Material for this exercise
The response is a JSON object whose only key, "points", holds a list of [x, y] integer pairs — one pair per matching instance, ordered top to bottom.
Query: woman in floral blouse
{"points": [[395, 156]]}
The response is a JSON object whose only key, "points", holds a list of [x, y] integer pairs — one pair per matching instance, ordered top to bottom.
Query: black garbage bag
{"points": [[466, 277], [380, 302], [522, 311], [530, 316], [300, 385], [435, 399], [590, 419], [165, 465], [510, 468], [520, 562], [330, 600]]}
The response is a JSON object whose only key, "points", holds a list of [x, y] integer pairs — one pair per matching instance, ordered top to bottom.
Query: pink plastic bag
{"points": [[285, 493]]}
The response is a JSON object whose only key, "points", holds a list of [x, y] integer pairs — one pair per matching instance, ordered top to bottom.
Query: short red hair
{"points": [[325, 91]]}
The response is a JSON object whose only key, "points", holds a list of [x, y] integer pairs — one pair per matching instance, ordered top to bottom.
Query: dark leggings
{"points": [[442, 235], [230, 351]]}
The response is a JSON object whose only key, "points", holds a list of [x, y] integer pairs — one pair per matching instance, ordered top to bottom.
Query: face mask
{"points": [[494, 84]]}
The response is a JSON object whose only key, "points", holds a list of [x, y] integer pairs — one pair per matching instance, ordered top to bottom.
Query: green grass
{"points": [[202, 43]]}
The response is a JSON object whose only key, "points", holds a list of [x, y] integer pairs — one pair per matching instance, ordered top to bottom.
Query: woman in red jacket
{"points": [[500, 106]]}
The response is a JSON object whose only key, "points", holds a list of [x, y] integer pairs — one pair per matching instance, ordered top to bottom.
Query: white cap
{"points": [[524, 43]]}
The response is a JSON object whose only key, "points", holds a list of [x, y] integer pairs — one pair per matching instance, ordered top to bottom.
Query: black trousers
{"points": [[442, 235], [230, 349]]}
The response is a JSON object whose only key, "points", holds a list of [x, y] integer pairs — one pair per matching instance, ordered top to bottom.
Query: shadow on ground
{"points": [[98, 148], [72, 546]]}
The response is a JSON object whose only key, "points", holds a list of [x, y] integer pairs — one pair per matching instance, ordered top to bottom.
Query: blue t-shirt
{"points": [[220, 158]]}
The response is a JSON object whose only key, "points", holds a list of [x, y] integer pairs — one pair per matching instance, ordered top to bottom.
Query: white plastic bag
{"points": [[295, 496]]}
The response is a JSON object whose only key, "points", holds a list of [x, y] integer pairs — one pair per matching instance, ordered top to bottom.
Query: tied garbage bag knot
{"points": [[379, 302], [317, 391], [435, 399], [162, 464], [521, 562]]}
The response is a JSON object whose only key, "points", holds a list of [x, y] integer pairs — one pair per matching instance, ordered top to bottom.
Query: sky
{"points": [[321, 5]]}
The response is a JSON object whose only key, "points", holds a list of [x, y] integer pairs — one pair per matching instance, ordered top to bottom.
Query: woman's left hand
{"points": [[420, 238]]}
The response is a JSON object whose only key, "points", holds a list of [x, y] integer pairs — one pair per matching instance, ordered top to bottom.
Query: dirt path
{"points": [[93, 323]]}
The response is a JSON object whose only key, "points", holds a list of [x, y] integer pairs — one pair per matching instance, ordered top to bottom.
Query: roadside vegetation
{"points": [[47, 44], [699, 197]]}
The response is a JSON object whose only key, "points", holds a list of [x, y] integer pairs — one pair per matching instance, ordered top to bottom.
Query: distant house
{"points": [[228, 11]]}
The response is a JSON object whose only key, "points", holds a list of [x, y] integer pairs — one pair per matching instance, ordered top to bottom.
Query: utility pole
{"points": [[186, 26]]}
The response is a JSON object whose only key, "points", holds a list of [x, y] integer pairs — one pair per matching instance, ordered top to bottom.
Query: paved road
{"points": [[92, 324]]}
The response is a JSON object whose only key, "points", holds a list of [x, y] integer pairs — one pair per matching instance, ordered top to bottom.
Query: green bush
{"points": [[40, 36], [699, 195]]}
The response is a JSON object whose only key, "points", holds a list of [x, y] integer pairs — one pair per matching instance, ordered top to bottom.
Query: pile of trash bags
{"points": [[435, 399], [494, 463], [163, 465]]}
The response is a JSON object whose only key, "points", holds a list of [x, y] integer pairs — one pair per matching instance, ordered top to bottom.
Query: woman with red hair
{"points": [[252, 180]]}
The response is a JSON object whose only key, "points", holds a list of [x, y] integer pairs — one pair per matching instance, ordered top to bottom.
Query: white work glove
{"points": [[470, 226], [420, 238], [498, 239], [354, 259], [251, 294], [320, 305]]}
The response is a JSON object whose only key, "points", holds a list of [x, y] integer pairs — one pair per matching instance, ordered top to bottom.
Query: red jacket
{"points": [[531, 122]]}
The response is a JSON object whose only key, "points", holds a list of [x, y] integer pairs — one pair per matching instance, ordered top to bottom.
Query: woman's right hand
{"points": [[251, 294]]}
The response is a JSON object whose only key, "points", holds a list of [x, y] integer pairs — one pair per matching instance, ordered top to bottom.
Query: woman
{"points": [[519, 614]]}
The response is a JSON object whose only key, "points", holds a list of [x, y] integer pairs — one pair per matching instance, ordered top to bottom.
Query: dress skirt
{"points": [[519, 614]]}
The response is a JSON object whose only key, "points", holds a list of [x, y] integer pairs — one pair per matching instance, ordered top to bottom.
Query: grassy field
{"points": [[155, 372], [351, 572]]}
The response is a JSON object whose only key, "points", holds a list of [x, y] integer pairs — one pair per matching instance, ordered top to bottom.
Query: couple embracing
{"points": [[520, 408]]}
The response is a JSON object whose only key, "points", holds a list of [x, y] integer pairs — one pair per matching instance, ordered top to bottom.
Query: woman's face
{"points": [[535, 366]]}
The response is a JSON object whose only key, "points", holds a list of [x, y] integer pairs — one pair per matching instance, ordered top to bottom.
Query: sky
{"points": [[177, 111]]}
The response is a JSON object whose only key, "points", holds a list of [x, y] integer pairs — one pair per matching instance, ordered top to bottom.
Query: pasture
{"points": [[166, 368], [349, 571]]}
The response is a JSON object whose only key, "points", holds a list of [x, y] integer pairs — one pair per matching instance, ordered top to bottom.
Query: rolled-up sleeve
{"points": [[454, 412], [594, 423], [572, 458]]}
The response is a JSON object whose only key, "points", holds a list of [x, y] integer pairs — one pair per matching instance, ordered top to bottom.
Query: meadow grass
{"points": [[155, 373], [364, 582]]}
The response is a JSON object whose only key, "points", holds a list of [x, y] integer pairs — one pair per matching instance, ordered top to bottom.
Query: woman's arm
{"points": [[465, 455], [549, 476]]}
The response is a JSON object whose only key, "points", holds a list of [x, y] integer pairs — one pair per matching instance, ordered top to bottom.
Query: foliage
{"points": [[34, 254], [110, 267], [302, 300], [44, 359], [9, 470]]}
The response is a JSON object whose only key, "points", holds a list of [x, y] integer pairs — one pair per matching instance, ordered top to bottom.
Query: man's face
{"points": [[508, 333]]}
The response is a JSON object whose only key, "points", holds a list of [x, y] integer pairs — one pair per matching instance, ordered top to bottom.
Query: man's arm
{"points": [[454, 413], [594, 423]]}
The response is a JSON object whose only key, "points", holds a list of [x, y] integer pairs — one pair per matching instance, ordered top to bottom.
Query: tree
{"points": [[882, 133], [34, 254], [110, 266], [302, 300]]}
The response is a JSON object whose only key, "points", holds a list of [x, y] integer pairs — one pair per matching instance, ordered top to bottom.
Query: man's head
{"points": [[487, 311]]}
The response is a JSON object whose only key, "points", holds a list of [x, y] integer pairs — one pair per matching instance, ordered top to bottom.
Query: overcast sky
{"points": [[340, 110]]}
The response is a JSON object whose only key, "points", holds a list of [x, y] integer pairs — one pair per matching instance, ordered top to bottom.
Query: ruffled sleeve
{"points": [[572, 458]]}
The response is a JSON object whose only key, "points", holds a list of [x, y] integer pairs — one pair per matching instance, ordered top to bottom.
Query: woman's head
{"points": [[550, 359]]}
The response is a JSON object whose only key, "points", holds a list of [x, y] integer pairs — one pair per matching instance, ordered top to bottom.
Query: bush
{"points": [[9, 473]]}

To be done
From the data, pick out each line in which the word "black" appears, and reproduce those lines in full.

Exercise response
Query: black garbage bag
Query: black trousers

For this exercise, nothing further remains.